Challenges =>
• a. From the R-help post, set down the passage starting with "From: Rubén Roa-Ureta" and going on through "modify the standard glm(..., family='binomial')".
• b. Answer these questions from the R-help post:
(i) Who is given as the sender of the reply?
(ii) What value does the example code assign to scale?
(iii) How many x values does the example draw with runif?

Text =>

┄┄┄┄┄┄┄┄┄┄┄┄┄┄┄┄┄┄┄┄

# Re: [R] Fitting a modified logistic with glm?

From: Rubén Roa-Ureta <rroa_at_udec.cl>
Date: Sat, 08 Nov 2008 16:59:45 -0300

Mike Lawrence wrote:
> Hi all,
>
> Where f(x) is a logistic function, I have data that follow:
> g(x) = f(x)*.5 + .5
>
> How would you suggest I modify the standard glm(..., family='binomial')
> function to fit this? Here's an example of a clearly ill-advised attempt to
> simply use the standard glm(..., family='binomial') approach:
>
> ########
> # First generate some data
> ########
> #define the scale and location of the modified logistic to be fit
> location = 20
> scale = 30
>
> # choose some x values
> x = runif(200,-200,200)
>
> # generate some random noise to add to x in order to
> # simulate real-word measurement and avoid perfect fits
> x.noise = runif(length(x),-10,10)
>
> # define the probability of success for each x given the modified logistic
> prob.success = plogis(x+x.noise,location,scale)*.5 + .5
>
> # obtain y, the observed success/failure at each x
> y = rep(NA,length(x))

┄┄┄┄┄┄┄┄┄┄┄┄┄┄┄┄┄┄┄┄

Dataset =>
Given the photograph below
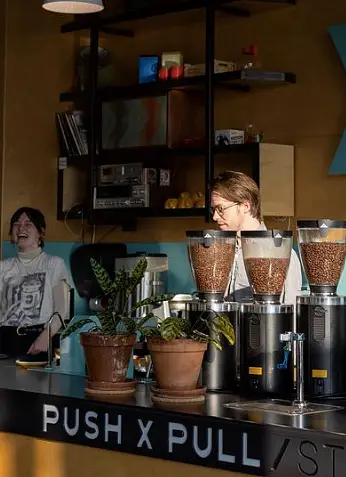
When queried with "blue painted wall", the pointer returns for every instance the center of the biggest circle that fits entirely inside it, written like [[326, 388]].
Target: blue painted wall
[[179, 276], [338, 36]]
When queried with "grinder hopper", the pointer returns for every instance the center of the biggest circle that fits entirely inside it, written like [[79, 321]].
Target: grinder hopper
[[267, 255], [211, 254]]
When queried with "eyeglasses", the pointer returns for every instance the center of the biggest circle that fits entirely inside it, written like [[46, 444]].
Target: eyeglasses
[[220, 209]]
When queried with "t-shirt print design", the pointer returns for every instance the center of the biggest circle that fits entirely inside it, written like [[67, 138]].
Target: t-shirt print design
[[24, 299]]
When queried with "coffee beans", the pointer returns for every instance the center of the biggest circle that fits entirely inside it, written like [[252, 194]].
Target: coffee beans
[[323, 262], [267, 275], [212, 266]]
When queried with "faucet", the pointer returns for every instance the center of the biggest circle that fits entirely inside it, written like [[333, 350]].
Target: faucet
[[290, 337], [49, 326]]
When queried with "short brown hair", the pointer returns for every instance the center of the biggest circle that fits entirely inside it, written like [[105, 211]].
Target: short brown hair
[[239, 188]]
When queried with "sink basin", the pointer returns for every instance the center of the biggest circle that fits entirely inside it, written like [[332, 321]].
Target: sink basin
[[282, 407]]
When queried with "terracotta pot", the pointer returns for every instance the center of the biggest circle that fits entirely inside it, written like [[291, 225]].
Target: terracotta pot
[[177, 363], [107, 358]]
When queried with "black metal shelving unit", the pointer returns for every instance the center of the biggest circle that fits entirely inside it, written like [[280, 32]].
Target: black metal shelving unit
[[243, 80]]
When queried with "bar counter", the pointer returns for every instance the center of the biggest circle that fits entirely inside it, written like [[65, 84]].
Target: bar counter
[[49, 428]]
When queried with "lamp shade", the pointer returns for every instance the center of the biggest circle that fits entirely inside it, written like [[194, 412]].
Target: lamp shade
[[73, 6]]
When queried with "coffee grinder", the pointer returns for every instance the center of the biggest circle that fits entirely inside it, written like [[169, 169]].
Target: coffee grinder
[[321, 314], [211, 254], [266, 362]]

┄┄┄┄┄┄┄┄┄┄┄┄┄┄┄┄┄┄┄┄

Solved problems =>
• a.
From: Rubén Roa-Ureta <rroa_at_udec.cl>
Date: Sat, 08 Nov 2008 16:59:45 -0300

Mike Lawrence wrote:
> Hi all,
>
> Where f(x) is a logistic function, I have data that follow:
> g(x) = f(x)*.5 + .5
>
> How would you suggest I modify the standard glm(..., family='binomial')

• b.
(i) Rubén Roa-Ureta
(ii) 30
(iii) 200